What you need to do
A) According to the text excerpt on World Bank investments in Ghana, how often do the results in the World Bank's reports substantially deviate from the reality on the ground?
B) Extend the excerpt on World Bank investments in Ghana, picking up after its final sentence.

Text excerpt
______________________________

For those of us whose activism mostly focuses on the country level, though, we sense a major gap in the global discourse: when the likes of the World Bank get more money, that doesn’t necessarily translate to bigger and better investments in developing countries. Various factors much closer to home than in Washington appear to conspire and create a “constriction” in the flow of allocated money. Attempts to clear up the pipe and speed up “disbursements” of the money, on the other hand, can lead to a deterioration in the quality of development projects and compromise the impact on people’s lives.
To examine this idea carefully in Ghana, the prime focus of my policy activism, I have been painstakingly probing the outcomes of the World Bank’s investments there over the last two decades for a paper that has just been published by Paris-based Finance for Development Lab (FDL).
I conclude that the results presented by the World Bank’s reports on these investments substantially deviate from the reality on the ground about 70% of the time.
This analysis excludes certain investments made through the IFC, the World Bank’s private sector arm, or the guarantees issued by the World Bank’s MIGA, even though there are other reasons to be concerned about the IFC’s growing penchant for prioritizing malls and luxurious apartment complexes over social enterprises.
The “Disbursement” Bogey
In the early 2010s, the World Bank was struggling to disburse the funds it had allocated/committed to Ghana. The disbursement rate was languishing around 10%. In the ensuing years, efforts were made to considerably boost disbursements. Today, the global Bank’s ~$4 billion Ghana portfolio has an average disbursement rate higher than 48%.
I have selected a few case studies discussed in the FDL paper mentioned above based on their stellar ratings by World Bank staff. The idea is that if these are among the best projects from a disbursement and outcomes perspective, then there is even greater concern about the rest of the portfolio.
Ghana Energy Development & Access Program/Energy Sector Reform Program
In 2007, the World Bank launched a $220 million project called GEDAP. One of its major aims was to transform the Electricity Company of Ghana (ECG). From 2010 onwards, the World Bank has expanded the scope and ticket of GEDAP to double down on the intervention. Having started with a $70 million investment, an extra $60 million soon followed. In GEDAP assessments, the World Bank touts progress in lowering ECG’s commercial losses and assures evaluators that progress on improving bill collections, especially for power consumed by government entities, is imminent.
An enhanced effort, the Energy Sector Recovery Program, launched in 2019, with an even higher focus on persistent ECG arrears accumulation and value chain debt. Boasting 88% disbursement rates and a “moderately satisfactory” rating, one might easily assume that these interventions have made a significant difference to ECG’s operational situation.
According to the World Bank’s official assessment of the results of these investments, a $55 million injection to upgrade billing and revenue protection, a “Commercial Management System”, and “Advanced Metering Infrastructure”, have been critical to salvaging ECG’s finances. For example, a provision was made in the program for 156,000 smart retail-level meters and 25,000 bulk meters to support revenue management. A timeline of January 2020 for all these powerful measures to bear fruit as indicated in the official project update.

______________________________

Dataset content

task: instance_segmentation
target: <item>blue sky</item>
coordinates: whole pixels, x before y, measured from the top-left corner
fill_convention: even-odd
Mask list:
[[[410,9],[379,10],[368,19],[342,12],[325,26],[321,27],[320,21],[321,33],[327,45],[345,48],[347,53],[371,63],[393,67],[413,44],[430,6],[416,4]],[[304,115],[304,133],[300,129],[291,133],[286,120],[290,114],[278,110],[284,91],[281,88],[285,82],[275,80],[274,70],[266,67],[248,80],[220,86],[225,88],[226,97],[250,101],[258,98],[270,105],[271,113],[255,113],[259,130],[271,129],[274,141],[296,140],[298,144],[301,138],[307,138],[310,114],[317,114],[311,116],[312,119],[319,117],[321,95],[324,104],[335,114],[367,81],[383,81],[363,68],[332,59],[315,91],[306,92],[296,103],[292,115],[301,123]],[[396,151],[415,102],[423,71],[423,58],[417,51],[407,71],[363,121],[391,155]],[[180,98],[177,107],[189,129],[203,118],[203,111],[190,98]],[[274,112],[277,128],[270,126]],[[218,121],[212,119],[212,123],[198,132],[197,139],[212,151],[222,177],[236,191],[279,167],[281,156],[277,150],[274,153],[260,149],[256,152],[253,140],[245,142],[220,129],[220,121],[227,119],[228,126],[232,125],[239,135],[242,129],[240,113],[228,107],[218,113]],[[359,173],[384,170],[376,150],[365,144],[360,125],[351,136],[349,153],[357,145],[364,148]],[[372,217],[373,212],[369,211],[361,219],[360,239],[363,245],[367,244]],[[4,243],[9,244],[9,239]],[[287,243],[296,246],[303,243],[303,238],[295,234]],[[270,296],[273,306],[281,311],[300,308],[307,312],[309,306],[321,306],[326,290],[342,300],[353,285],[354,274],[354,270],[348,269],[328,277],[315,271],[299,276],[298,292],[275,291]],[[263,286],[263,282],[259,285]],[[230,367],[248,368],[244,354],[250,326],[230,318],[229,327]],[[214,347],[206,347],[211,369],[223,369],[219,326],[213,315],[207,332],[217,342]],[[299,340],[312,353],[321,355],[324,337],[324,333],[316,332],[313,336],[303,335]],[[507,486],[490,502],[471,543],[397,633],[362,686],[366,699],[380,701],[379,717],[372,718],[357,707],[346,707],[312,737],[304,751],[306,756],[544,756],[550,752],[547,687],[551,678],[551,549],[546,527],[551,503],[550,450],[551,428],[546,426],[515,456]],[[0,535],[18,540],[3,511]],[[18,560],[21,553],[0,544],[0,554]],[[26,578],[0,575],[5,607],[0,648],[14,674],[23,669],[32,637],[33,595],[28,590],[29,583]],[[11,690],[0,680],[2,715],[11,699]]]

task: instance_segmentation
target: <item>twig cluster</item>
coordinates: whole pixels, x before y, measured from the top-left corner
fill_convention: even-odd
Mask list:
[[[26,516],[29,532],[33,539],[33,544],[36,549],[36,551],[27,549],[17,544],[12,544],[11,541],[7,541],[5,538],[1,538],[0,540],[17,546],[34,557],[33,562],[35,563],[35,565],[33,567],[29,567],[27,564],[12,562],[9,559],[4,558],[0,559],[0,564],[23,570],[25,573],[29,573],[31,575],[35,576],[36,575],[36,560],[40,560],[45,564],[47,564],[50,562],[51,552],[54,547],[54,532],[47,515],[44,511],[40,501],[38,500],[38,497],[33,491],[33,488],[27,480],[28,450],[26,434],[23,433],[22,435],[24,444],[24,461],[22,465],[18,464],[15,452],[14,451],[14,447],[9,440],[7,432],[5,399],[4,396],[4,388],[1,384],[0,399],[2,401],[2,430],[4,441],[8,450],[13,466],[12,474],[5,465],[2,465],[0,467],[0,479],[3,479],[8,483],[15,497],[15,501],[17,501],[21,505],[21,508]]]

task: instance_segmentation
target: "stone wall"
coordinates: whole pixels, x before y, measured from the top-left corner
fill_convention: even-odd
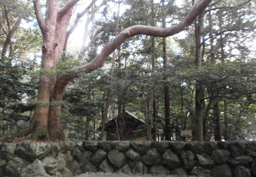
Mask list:
[[[0,176],[81,173],[256,176],[256,142],[37,142],[0,144]]]

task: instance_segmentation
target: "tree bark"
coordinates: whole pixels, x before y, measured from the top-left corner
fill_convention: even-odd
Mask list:
[[[71,0],[59,11],[59,1],[47,1],[47,14],[43,19],[39,0],[34,0],[35,13],[39,26],[43,35],[42,71],[39,78],[38,103],[31,124],[24,132],[33,132],[33,138],[46,138],[50,134],[53,137],[61,131],[60,109],[61,105],[50,107],[50,98],[56,89],[56,99],[62,99],[63,91],[69,81],[77,78],[81,72],[90,73],[102,66],[107,57],[117,49],[127,38],[138,34],[167,37],[187,29],[195,18],[201,14],[211,0],[197,0],[188,15],[177,25],[169,28],[158,28],[145,25],[131,26],[120,33],[114,39],[107,43],[100,54],[86,65],[70,70],[67,74],[58,77],[55,75],[54,67],[63,51],[67,28],[73,6],[79,0]],[[55,83],[56,86],[54,86]],[[58,88],[58,89],[57,89]],[[58,96],[57,96],[58,95]],[[54,98],[53,96],[52,98]],[[50,110],[51,110],[51,112]],[[51,111],[53,111],[53,112]],[[49,116],[53,117],[49,118]],[[53,130],[52,130],[53,128]]]
[[[35,15],[43,35],[38,101],[34,118],[29,128],[34,139],[48,138],[49,136],[63,139],[59,118],[61,104],[55,104],[54,102],[62,100],[63,91],[67,82],[63,82],[66,81],[63,79],[56,82],[54,66],[64,47],[65,38],[63,37],[66,36],[71,9],[78,1],[69,2],[58,11],[58,1],[49,0],[47,15],[44,19],[39,1],[33,1]],[[50,102],[53,103],[51,107]]]
[[[214,140],[220,141],[222,139],[222,132],[221,130],[221,112],[219,112],[219,102],[218,100],[215,101],[213,107],[213,118],[215,124]]]
[[[195,23],[195,63],[198,70],[202,68],[202,47],[201,45],[201,33],[203,25],[203,14],[198,16],[198,21]],[[197,81],[195,88],[195,123],[193,132],[195,140],[203,140],[203,114],[202,105],[203,100],[203,88],[200,81]]]

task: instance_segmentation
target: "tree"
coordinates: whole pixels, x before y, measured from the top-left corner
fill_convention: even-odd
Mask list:
[[[49,0],[44,18],[39,0],[33,1],[37,19],[43,35],[42,68],[34,116],[29,127],[22,132],[23,135],[32,133],[33,138],[49,136],[65,138],[60,119],[61,101],[64,88],[70,81],[77,78],[82,73],[90,73],[102,66],[107,57],[131,37],[144,34],[167,37],[187,29],[211,1],[197,1],[187,15],[177,25],[171,27],[158,28],[140,25],[128,27],[107,43],[93,61],[57,75],[55,66],[66,40],[63,37],[66,36],[72,9],[78,1],[69,1],[59,10],[59,1]]]

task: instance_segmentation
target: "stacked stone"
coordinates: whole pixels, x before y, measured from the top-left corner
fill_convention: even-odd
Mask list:
[[[0,176],[256,176],[256,142],[86,141],[3,144]]]
[[[83,172],[256,176],[256,143],[84,142]]]
[[[81,174],[72,156],[77,143],[24,141],[0,144],[0,176],[74,176]]]

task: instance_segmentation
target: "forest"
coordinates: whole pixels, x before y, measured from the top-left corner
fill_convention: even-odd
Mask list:
[[[185,140],[182,130],[256,140],[255,9],[255,0],[0,0],[0,140],[101,140],[129,111],[147,140]]]

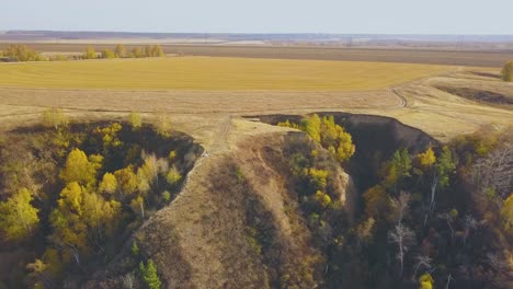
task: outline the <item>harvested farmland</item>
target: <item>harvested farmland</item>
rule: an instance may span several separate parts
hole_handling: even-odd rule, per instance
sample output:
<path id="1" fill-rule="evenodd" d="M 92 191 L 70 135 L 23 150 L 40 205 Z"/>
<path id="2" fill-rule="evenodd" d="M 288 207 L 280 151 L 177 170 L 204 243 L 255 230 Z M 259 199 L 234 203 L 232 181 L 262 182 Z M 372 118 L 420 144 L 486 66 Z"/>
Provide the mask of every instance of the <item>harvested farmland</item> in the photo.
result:
<path id="1" fill-rule="evenodd" d="M 454 70 L 448 66 L 171 57 L 0 65 L 2 88 L 368 91 Z"/>

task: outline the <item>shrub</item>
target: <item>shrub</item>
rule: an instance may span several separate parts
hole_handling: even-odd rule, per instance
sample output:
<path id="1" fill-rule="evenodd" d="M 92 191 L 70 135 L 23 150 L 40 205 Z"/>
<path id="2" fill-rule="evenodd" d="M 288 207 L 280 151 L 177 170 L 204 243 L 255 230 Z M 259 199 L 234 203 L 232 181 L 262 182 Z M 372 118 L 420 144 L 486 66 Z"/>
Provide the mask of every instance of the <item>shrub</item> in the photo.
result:
<path id="1" fill-rule="evenodd" d="M 513 61 L 504 65 L 501 71 L 502 80 L 513 82 Z"/>
<path id="2" fill-rule="evenodd" d="M 149 289 L 160 289 L 162 282 L 157 274 L 157 267 L 152 259 L 148 259 L 147 266 L 141 262 L 139 263 L 139 270 Z"/>

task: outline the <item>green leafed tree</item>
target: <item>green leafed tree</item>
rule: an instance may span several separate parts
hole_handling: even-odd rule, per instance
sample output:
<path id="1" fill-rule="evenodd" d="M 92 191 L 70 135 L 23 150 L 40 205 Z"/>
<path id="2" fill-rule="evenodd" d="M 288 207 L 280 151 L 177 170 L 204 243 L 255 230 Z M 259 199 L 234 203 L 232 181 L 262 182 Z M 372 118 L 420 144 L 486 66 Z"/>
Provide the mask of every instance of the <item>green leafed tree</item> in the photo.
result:
<path id="1" fill-rule="evenodd" d="M 440 187 L 444 188 L 449 185 L 451 176 L 456 170 L 456 161 L 453 158 L 453 152 L 447 146 L 442 148 L 442 153 L 436 163 L 436 172 L 438 174 Z"/>
<path id="2" fill-rule="evenodd" d="M 139 270 L 149 289 L 160 289 L 162 282 L 160 281 L 159 275 L 157 274 L 157 267 L 152 259 L 148 259 L 148 264 L 139 263 Z"/>
<path id="3" fill-rule="evenodd" d="M 8 240 L 20 241 L 32 235 L 39 223 L 37 209 L 29 189 L 22 188 L 11 198 L 0 203 L 0 229 Z"/>

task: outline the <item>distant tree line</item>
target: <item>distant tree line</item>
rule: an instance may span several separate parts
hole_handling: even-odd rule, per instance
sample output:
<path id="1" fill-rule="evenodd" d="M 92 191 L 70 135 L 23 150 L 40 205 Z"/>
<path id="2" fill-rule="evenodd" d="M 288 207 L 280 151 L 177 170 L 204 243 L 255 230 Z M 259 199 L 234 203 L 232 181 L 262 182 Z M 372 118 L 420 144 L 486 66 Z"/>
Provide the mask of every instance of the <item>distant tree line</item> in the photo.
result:
<path id="1" fill-rule="evenodd" d="M 66 61 L 66 60 L 81 60 L 81 59 L 113 59 L 113 58 L 145 58 L 145 57 L 164 57 L 166 54 L 160 45 L 147 45 L 144 47 L 134 47 L 127 50 L 125 46 L 118 44 L 112 49 L 103 49 L 96 53 L 94 47 L 89 46 L 86 51 L 79 56 L 67 56 L 56 54 L 50 56 L 43 56 L 35 51 L 33 48 L 21 45 L 9 45 L 3 51 L 0 51 L 0 58 L 3 61 L 19 62 L 19 61 Z"/>
<path id="2" fill-rule="evenodd" d="M 123 44 L 116 45 L 114 50 L 103 49 L 100 55 L 96 53 L 94 47 L 90 46 L 83 54 L 83 59 L 112 59 L 112 58 L 144 58 L 144 57 L 163 57 L 166 54 L 160 45 L 147 45 L 145 47 L 134 47 L 132 50 L 127 50 Z"/>

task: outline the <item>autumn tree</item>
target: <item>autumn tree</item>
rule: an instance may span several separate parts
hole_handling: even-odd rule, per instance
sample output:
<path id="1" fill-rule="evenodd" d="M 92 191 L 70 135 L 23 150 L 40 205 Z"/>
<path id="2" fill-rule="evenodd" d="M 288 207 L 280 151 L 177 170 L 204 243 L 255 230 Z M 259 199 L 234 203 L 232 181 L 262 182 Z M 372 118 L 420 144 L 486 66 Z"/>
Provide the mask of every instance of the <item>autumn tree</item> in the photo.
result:
<path id="1" fill-rule="evenodd" d="M 139 271 L 149 289 L 160 289 L 162 282 L 160 281 L 159 275 L 157 273 L 157 267 L 152 259 L 148 259 L 147 265 L 142 262 L 139 263 Z"/>
<path id="2" fill-rule="evenodd" d="M 399 277 L 402 277 L 404 268 L 404 256 L 415 241 L 415 234 L 410 228 L 404 227 L 402 223 L 397 224 L 392 231 L 388 232 L 388 241 L 397 245 L 396 257 L 399 261 L 400 269 Z"/>
<path id="3" fill-rule="evenodd" d="M 138 180 L 133 165 L 115 171 L 114 175 L 117 180 L 117 188 L 123 197 L 137 193 Z"/>
<path id="4" fill-rule="evenodd" d="M 431 274 L 424 274 L 419 278 L 419 289 L 433 289 L 434 279 Z"/>
<path id="5" fill-rule="evenodd" d="M 102 167 L 103 158 L 92 154 L 89 159 L 79 149 L 73 149 L 66 159 L 65 167 L 60 171 L 60 178 L 67 184 L 77 182 L 83 186 L 94 185 L 96 172 Z"/>
<path id="6" fill-rule="evenodd" d="M 436 155 L 431 147 L 429 147 L 424 152 L 417 154 L 415 161 L 419 164 L 422 171 L 430 170 L 433 164 L 436 162 Z"/>
<path id="7" fill-rule="evenodd" d="M 49 216 L 53 228 L 50 241 L 65 248 L 66 259 L 75 259 L 80 266 L 80 255 L 90 250 L 88 226 L 81 220 L 84 188 L 77 182 L 69 183 L 60 193 L 58 207 Z"/>
<path id="8" fill-rule="evenodd" d="M 155 153 L 146 153 L 142 151 L 142 165 L 140 166 L 141 172 L 148 180 L 149 184 L 152 185 L 153 183 L 158 185 L 159 183 L 159 175 L 168 173 L 169 171 L 169 163 L 166 159 L 159 159 Z"/>
<path id="9" fill-rule="evenodd" d="M 176 167 L 173 166 L 166 175 L 166 180 L 168 181 L 168 184 L 174 186 L 182 180 L 182 174 L 180 174 Z"/>
<path id="10" fill-rule="evenodd" d="M 119 123 L 112 123 L 106 127 L 96 127 L 93 130 L 94 135 L 98 135 L 102 138 L 104 155 L 109 154 L 109 149 L 117 148 L 122 144 L 122 141 L 117 135 L 122 128 L 123 126 Z"/>
<path id="11" fill-rule="evenodd" d="M 315 199 L 323 209 L 331 204 L 331 197 L 322 190 L 317 190 Z"/>
<path id="12" fill-rule="evenodd" d="M 105 200 L 77 182 L 69 183 L 50 215 L 53 241 L 67 247 L 76 263 L 80 264 L 80 254 L 88 253 L 91 246 L 98 246 L 105 238 L 112 236 L 119 212 L 118 201 Z"/>
<path id="13" fill-rule="evenodd" d="M 410 176 L 411 159 L 407 149 L 397 150 L 391 161 L 388 163 L 386 183 L 388 186 L 394 186 L 397 190 L 397 184 L 404 177 Z"/>
<path id="14" fill-rule="evenodd" d="M 513 194 L 502 204 L 501 216 L 504 220 L 504 228 L 513 232 Z"/>
<path id="15" fill-rule="evenodd" d="M 502 80 L 504 81 L 513 81 L 513 61 L 509 61 L 504 65 L 501 71 Z"/>
<path id="16" fill-rule="evenodd" d="M 96 55 L 96 50 L 94 49 L 94 47 L 88 46 L 88 48 L 86 48 L 86 53 L 83 54 L 83 59 L 96 59 L 96 58 L 98 58 L 98 55 Z"/>
<path id="17" fill-rule="evenodd" d="M 445 188 L 449 185 L 451 176 L 455 173 L 455 170 L 456 161 L 453 158 L 453 152 L 449 147 L 444 146 L 436 163 L 438 185 L 441 188 Z"/>
<path id="18" fill-rule="evenodd" d="M 414 269 L 413 269 L 413 276 L 412 278 L 417 278 L 417 271 L 420 269 L 420 268 L 424 268 L 424 269 L 431 269 L 432 267 L 432 262 L 433 259 L 430 258 L 429 256 L 423 256 L 423 255 L 419 255 L 415 257 L 415 266 L 414 266 Z"/>
<path id="19" fill-rule="evenodd" d="M 22 188 L 11 198 L 0 203 L 0 230 L 5 239 L 25 240 L 32 235 L 39 223 L 38 210 L 31 205 L 32 193 Z"/>
<path id="20" fill-rule="evenodd" d="M 43 112 L 42 124 L 57 130 L 59 127 L 68 126 L 69 119 L 60 109 L 49 108 Z"/>
<path id="21" fill-rule="evenodd" d="M 117 190 L 117 180 L 112 173 L 105 173 L 99 186 L 100 192 L 114 194 Z"/>
<path id="22" fill-rule="evenodd" d="M 398 218 L 397 223 L 401 223 L 410 206 L 410 194 L 401 190 L 397 198 L 391 198 L 391 206 L 396 209 Z"/>
<path id="23" fill-rule="evenodd" d="M 123 44 L 118 44 L 116 45 L 116 47 L 114 48 L 114 54 L 116 57 L 118 58 L 124 58 L 126 57 L 126 48 L 125 46 L 123 46 Z"/>

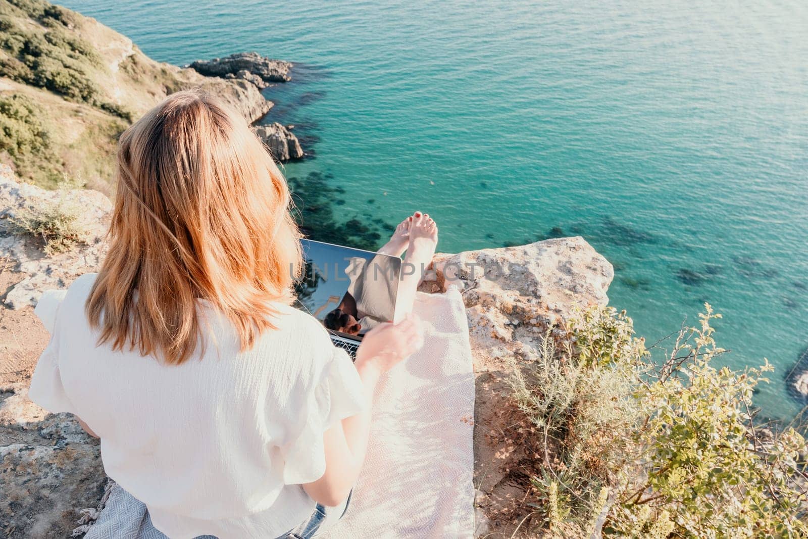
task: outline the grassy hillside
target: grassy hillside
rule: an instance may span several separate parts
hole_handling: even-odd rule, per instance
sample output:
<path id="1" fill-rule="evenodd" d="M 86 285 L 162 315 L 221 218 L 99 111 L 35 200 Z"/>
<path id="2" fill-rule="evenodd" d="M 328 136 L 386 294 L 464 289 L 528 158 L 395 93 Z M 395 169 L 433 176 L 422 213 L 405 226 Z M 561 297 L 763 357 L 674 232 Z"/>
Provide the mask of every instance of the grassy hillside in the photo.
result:
<path id="1" fill-rule="evenodd" d="M 0 161 L 26 181 L 53 187 L 66 174 L 108 193 L 120 133 L 167 95 L 197 86 L 250 120 L 261 113 L 249 83 L 154 61 L 124 36 L 44 0 L 0 0 Z"/>

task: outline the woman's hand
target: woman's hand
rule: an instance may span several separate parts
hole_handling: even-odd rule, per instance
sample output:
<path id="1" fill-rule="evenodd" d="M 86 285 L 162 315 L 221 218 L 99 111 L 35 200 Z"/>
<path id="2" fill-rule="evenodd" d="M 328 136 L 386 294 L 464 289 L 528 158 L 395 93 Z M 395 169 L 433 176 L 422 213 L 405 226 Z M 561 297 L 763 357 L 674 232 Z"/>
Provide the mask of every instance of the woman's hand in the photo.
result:
<path id="1" fill-rule="evenodd" d="M 335 507 L 347 497 L 364 461 L 373 390 L 379 376 L 422 346 L 423 328 L 418 317 L 412 314 L 398 324 L 381 324 L 365 335 L 354 364 L 364 385 L 368 406 L 326 431 L 326 472 L 319 479 L 303 485 L 303 490 L 317 503 Z"/>
<path id="2" fill-rule="evenodd" d="M 415 314 L 398 324 L 381 324 L 368 331 L 356 351 L 356 368 L 370 366 L 384 373 L 423 346 L 423 327 Z"/>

______________________________

Answer set
A) About 70% of the time.

B)
Unfortunately, the facts on the ground, amply attested to by Ghana’s Auditor General and the ongoing rolling blackouts in Ghana today, do not bear out these assessments. Official audit data shows that ECG procured smart meters costing more than $145 million without competitive tender, contrary to its procurement policies. Consequently, Ghana’s Auditor General failed the entire exercise on Value for Money grounds. Some contractors failed to perform on contracts, and the frustratingly long waiting times for securing a meter have not improved. ECG’s losses have increased since GEDAP commenced, to an average of about 30% over the project horizon. Taking full account of collection failures, the loss ratio exceeds 50% in some quarters. Very recently, ECG’s regulators fined the company’s board members millions of Ghana Cedis out of frustration with the company’s persistent flouting of regulatory directives.
e-Ghana/e-Transform
The e-Ghana project began in 2006, was reviewed when the new government assumed office in 2010 and wrapped up in 2014, whereupon a follow-up digitalisation program, e-Transform, was put together to carry forward the broad vision of ICT-driven development in Ghana. Besides the World Bank, the EU chipped in, as also did the British and Danish governments (about 40% of the ~$60 million ticket).
When the government changed again in 2017, the usual review occurred. The digital ID component was dropped because a politically favoured vendor was not keen to play to World Bank dictates. Newer focuses like cybersecurity, digitalisation of the postal system, and the digital transformation of the national hydromet infrastructure were introduced to complement the core e-government initiatives. By 2020, disbursements had jacked up to 74%. There are projections of the disbursement rate hitting 96% in 2024. Here is how a few of the key modules are doing.
- GIFMIS
One of the most important reforms carried over from e-Ghana to e-Transform was the automation of the payments and payments-monitoring aspects of public financial management, through a platform called GIFMIS.
The World Bank’s assessment documents describe GIFMIS as “one of the major accomplishments of the project”. GIFMIS was said to have “added several major functions: treasury, budget formulation and execution, financial reporting and more transparent use of funds”.
GIFMIS was also hailed as having connected all key government Ministries and regional treasuries and spending units, and thus for having “improved the efficiency of government functions, in this case planning the national budget.”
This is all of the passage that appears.